Task to complete >>
Locate each line in the entries below that contains the word "automobile", and copy every such line in full. Case counts.

Data in this exercise >>

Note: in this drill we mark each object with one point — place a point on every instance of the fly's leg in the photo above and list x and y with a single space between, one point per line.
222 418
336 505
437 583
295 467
---
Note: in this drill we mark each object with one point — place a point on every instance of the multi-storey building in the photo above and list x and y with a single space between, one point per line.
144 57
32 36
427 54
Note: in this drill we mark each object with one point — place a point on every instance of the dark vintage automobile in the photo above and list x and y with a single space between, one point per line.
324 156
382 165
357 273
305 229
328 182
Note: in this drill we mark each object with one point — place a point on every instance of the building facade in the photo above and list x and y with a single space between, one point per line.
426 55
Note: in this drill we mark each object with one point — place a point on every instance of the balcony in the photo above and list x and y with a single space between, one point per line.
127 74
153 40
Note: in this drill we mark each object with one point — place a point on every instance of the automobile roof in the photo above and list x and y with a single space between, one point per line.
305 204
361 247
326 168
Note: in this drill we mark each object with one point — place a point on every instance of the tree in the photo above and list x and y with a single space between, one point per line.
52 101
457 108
* * *
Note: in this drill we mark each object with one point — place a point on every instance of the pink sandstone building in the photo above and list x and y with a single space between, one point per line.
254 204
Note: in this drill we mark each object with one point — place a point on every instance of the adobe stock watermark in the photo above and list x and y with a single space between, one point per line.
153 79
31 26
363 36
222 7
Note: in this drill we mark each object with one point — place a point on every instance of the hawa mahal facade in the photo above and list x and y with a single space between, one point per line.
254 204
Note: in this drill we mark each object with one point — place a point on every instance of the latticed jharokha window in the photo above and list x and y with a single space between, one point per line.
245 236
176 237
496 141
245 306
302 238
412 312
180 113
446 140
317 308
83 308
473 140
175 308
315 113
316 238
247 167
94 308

Answer to the task >>
Note: in this drill we mark each object with one point — place a point on every instance of the dark vintage automobile in the photo above and list x and y with a single space between, one point per line.
Note: in this drill we mark each object with one point — place a point on every instance of the automobile roof in the photo above and list x and y with a single space between, one point per line.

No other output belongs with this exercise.